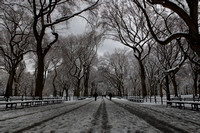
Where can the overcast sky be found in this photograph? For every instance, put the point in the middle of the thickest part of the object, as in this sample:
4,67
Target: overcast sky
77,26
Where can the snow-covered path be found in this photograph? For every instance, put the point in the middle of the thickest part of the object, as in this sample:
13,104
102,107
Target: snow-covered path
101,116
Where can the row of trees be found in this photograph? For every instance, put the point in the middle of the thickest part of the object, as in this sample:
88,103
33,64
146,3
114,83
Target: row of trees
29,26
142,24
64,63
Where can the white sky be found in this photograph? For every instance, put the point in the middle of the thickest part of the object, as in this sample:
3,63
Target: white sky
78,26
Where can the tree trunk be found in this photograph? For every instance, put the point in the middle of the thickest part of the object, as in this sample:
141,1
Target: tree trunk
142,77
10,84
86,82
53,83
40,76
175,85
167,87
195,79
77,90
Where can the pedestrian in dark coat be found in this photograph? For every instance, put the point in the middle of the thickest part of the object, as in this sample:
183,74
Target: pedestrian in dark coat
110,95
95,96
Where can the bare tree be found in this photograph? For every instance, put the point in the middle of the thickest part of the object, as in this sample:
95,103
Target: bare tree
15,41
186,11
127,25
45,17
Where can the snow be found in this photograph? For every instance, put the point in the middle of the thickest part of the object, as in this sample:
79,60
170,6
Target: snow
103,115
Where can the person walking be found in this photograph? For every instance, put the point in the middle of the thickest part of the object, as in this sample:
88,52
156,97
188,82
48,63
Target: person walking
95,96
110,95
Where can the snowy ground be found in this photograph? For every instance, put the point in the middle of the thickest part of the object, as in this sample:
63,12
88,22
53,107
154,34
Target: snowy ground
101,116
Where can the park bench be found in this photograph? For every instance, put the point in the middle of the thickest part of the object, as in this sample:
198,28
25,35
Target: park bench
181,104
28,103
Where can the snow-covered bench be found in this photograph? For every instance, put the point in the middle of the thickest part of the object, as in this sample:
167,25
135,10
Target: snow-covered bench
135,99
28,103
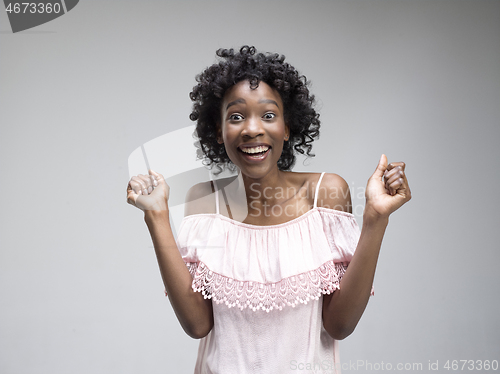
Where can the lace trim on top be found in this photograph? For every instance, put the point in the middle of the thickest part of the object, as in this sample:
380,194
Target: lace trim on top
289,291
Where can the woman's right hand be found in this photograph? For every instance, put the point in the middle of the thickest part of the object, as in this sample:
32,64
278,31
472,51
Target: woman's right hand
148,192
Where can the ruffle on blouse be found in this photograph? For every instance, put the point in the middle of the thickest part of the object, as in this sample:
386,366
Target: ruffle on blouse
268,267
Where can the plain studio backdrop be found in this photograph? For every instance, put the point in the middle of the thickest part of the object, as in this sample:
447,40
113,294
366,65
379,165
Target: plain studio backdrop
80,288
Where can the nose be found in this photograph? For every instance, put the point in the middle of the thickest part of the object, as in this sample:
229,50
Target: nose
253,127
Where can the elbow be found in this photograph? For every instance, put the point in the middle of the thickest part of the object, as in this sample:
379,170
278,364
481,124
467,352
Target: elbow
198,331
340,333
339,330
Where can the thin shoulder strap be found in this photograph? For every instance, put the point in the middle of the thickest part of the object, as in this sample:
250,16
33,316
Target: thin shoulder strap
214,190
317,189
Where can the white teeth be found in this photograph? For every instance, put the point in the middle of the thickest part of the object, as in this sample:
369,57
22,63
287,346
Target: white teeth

- _Aim of the exercise_
Rewrite all of the entries above, substituting "image" for each occurrence of "photograph" and keeping everything else the same. Leave the pictures out.

- _Expected output_
Where can the overcast sky be found in this image? For every instance, put the point in the middle of the thickest part of the object, as in this sample:
4,67
Target: overcast sky
77,26
Where can the snow-covered path be found in this image? For every instance, put the point in the middle of the thickest part of the object, as in this sample:
13,104
102,107
Target: snow-covered path
101,116
Where can the row of trees be found in this image? For every instance, put the point in the middle of the thickest part of the object, as in this sample:
88,103
33,64
146,3
114,83
Target: row of trees
29,26
142,24
64,63
Where can the white sky be found in this image? For every instance, put the point in the middle of the thickest part of the object, as in this sample:
3,63
Target: white sky
78,26
Where can the tree trunk be found in this image? For every instance, put the point in the middle of the thickest part of the object, as in this sample:
141,1
Target: tree trunk
142,77
10,84
86,82
53,83
40,76
175,85
167,87
195,79
77,90
Where can the pedestrian in dark coat be found in this image? For every instance, put the point in the middle of the thickest part of the object, as in this sample:
183,74
Target: pedestrian in dark coat
110,95
95,96
Where can the bare tree be found in this image? For every instance, put the point in the middle of the thickest part of the object, as in this sample:
95,103
Target: bare tree
15,41
186,11
127,25
45,17
Where can the snow be found in this image? For every instance, put the point in the middle of the thickest part of the object, as in this sample:
79,60
170,6
Target: snow
103,115
Where can the person walking be found in this image? For every instance, put the point in the middle of the thickest part of the object, as in this sample:
88,52
156,97
188,82
48,63
Target: person walking
95,96
110,95
Where can the snowy ground be found in this image? For every instance, put the point in the middle of the thickest part of the object, as in this sample:
63,12
88,22
53,107
154,34
Target: snowy ground
101,116
Where can the park bench be found in this image? For every instance, put the point in the middle of the thickest part of the object, as in this sample:
198,28
25,35
Target: park bench
181,104
28,103
Where can the snow-covered bench be found in this image? For every instance, put the point in the middle of the thickest part of the object, as in this sample:
167,25
135,10
Target: snow-covered bench
135,99
28,103
Where can the lace trim on top be found in this image? For every instance, put the point in the middle of the thickest part of the object, as in this sample:
380,194
Target: lace trim on top
289,291
Where can the woman's right hand be found in this image? For every instance, put the point in the middle of the thickest part of the object, as in this sample:
32,64
278,31
472,51
Target: woman's right hand
148,192
Where can the ruffle on blouse be found in this image? For every instance, put the point in the middle of the thickest part of the object, as in this sample:
386,366
Target: ruffle on blouse
268,267
Where can the plain studio backdrop be found in this image? For every instance, put the point in the middle of the thickest part of the object, as in this sample:
447,40
113,294
366,65
379,165
Target: plain studio backdrop
80,288
Where can the nose be found in this image? For every instance, put the point in the middle of the thickest part of the object, as in this sample:
229,50
Target: nose
253,127
Where can the elbow be found in this image? For every instance, put the point in the middle of the thickest part of the object, as in this sample:
379,170
278,364
481,124
467,352
Target: elbow
198,331
340,333
339,330
Where can the thin shoulder strap be found in this image? For every instance, put the point in the middle of the thickest part of the object, as in this sample:
250,16
33,316
Target: thin shoulder strap
214,190
317,189
Where can the white teeth be found in this image? For every instance, put the point in the middle of the thickest part of the object, as in this sample:
369,57
22,63
287,346
Target: white teeth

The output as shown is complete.